◆ **Work required**
Only the lines that hold the word "below" are wanted from this listing.

◆ **Records supplied**
---
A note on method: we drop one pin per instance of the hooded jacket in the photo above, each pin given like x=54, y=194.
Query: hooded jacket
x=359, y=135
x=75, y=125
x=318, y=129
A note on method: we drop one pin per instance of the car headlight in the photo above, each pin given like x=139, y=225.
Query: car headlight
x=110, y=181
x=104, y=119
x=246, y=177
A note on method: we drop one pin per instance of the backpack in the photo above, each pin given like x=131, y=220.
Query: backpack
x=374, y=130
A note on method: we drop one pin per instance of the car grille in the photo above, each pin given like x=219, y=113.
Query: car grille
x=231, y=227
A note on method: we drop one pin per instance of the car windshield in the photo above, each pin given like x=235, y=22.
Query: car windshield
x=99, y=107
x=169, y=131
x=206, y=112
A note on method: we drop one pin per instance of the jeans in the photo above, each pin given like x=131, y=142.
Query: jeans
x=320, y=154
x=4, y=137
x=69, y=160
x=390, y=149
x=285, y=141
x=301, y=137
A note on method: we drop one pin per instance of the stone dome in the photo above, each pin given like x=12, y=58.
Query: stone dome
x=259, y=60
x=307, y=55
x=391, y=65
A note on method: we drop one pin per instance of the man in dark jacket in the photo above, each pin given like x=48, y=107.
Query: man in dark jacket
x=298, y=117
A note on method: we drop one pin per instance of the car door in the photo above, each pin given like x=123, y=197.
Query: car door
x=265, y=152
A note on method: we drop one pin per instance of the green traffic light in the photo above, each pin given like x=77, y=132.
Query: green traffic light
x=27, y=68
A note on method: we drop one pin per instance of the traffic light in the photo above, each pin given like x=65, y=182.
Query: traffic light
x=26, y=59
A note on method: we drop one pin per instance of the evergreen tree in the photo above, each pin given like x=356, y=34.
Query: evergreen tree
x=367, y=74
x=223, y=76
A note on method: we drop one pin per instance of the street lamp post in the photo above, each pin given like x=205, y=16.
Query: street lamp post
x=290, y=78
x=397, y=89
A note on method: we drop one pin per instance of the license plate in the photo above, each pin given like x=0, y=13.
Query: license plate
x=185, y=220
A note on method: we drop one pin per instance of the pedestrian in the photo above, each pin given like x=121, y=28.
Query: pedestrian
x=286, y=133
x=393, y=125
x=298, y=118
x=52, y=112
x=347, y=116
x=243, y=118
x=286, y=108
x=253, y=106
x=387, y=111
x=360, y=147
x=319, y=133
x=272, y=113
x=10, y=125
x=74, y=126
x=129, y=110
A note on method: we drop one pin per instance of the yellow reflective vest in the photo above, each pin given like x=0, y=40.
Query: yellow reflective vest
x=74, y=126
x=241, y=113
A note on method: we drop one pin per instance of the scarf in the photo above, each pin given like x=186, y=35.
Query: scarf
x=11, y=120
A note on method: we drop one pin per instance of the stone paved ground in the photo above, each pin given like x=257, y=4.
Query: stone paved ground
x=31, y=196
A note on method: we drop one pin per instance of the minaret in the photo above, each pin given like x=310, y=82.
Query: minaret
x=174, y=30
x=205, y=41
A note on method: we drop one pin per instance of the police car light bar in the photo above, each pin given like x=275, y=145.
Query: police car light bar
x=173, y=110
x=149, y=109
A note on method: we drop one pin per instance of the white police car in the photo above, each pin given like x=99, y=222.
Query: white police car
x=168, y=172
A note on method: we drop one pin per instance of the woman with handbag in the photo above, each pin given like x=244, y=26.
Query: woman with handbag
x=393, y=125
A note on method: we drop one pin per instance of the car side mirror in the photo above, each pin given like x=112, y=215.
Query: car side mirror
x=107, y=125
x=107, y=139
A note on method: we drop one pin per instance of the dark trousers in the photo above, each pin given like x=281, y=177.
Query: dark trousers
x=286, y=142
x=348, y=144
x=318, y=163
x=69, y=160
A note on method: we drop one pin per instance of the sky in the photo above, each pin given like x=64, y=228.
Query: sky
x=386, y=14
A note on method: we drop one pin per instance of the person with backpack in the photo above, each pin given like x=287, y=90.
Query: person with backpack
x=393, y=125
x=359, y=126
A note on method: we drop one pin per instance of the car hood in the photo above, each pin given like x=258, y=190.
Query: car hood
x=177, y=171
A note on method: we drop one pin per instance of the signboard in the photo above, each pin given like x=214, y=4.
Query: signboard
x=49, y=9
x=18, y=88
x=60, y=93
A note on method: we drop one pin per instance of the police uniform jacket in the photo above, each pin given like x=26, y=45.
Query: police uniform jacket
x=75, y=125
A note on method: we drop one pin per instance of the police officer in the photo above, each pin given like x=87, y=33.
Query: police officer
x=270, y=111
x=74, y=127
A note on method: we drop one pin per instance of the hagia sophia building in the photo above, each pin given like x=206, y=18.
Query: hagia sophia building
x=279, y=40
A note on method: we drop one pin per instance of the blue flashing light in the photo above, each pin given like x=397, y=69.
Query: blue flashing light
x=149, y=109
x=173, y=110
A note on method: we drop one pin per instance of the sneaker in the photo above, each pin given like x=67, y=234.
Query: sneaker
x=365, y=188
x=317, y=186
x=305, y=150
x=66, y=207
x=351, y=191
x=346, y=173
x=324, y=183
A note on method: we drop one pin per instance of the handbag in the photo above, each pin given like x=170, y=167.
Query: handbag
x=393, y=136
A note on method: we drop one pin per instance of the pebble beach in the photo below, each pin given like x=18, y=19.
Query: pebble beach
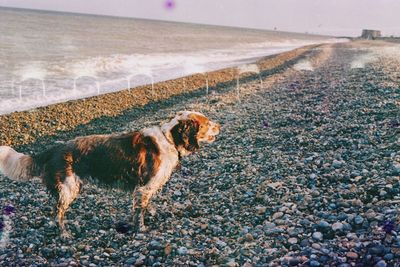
x=305, y=172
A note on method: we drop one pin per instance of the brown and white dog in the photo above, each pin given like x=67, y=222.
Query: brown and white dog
x=140, y=161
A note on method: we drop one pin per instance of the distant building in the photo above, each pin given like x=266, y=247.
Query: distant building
x=370, y=34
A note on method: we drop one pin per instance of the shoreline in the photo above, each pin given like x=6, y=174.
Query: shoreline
x=24, y=127
x=305, y=172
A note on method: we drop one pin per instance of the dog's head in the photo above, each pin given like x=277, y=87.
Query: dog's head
x=188, y=129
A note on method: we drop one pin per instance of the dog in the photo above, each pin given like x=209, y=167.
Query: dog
x=140, y=162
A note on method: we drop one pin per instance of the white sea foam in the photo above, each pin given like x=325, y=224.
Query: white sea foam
x=40, y=67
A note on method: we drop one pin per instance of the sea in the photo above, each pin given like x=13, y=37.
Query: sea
x=51, y=57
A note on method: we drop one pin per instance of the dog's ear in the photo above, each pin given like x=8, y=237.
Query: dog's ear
x=185, y=134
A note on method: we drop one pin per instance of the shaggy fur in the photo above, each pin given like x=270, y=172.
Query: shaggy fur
x=140, y=162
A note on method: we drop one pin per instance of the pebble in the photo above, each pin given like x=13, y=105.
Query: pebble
x=337, y=226
x=352, y=255
x=358, y=219
x=314, y=263
x=182, y=251
x=381, y=263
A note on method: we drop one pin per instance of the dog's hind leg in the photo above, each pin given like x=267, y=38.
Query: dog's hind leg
x=141, y=200
x=68, y=191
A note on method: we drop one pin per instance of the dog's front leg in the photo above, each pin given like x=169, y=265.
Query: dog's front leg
x=140, y=202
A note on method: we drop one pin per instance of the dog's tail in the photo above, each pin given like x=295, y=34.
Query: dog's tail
x=16, y=166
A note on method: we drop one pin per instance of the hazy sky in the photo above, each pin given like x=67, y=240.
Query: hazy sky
x=335, y=17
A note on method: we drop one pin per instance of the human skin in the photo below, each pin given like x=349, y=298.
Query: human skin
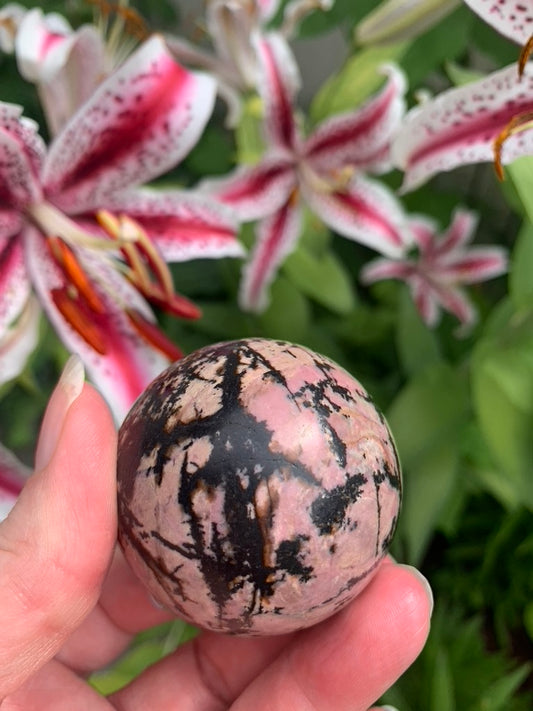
x=69, y=604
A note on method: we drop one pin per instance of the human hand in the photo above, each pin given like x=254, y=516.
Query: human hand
x=69, y=604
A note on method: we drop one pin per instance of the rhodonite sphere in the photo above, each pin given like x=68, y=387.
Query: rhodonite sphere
x=258, y=487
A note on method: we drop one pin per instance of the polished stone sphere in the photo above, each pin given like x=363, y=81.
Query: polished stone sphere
x=258, y=487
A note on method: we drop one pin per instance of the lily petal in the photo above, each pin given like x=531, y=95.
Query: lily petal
x=38, y=36
x=366, y=211
x=425, y=301
x=258, y=191
x=13, y=476
x=511, y=19
x=19, y=341
x=138, y=124
x=379, y=269
x=423, y=230
x=10, y=224
x=230, y=26
x=10, y=18
x=21, y=152
x=66, y=67
x=478, y=264
x=14, y=283
x=276, y=237
x=361, y=137
x=26, y=132
x=278, y=84
x=459, y=126
x=184, y=225
x=267, y=9
x=118, y=360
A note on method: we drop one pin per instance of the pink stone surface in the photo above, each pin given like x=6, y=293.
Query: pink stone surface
x=258, y=487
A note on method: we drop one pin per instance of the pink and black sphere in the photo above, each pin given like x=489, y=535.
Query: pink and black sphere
x=258, y=487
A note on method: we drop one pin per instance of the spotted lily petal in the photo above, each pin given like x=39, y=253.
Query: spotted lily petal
x=183, y=225
x=19, y=341
x=13, y=476
x=15, y=286
x=511, y=18
x=258, y=191
x=118, y=359
x=21, y=155
x=67, y=66
x=425, y=300
x=479, y=264
x=10, y=18
x=139, y=123
x=278, y=84
x=364, y=210
x=37, y=39
x=382, y=268
x=267, y=9
x=459, y=126
x=231, y=25
x=361, y=137
x=276, y=237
---
◆ **Answer section**
A note on method: we drop one pin per instance of the pebble beach in the photo below, each pin given like x=18, y=19.
A note on method: we drop one pin per instance of the human skin in the photo below, each pin given like x=349, y=298.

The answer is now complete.